- **WHAT TO WORK ON**: Can you recast the lines of the entries below as a numbered list, skipping any blank lines and leaving the pictures out?

-=-=-

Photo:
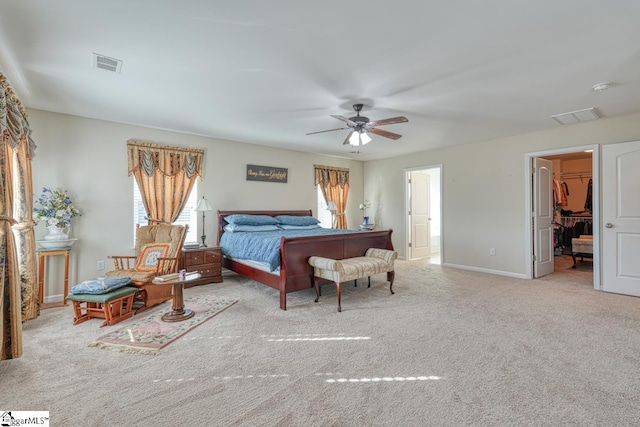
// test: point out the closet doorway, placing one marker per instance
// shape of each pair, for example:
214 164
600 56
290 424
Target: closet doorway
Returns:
423 213
572 238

-=-=-

- **TASK RESPONSE**:
1. Photo:
2. // test: point out the closet doorway, placing one marker per instance
3. // shape of each pair, for example:
4. 214 164
5. 600 56
6. 290 424
7. Target: closet doorway
8. Returns:
9. 423 213
10. 572 238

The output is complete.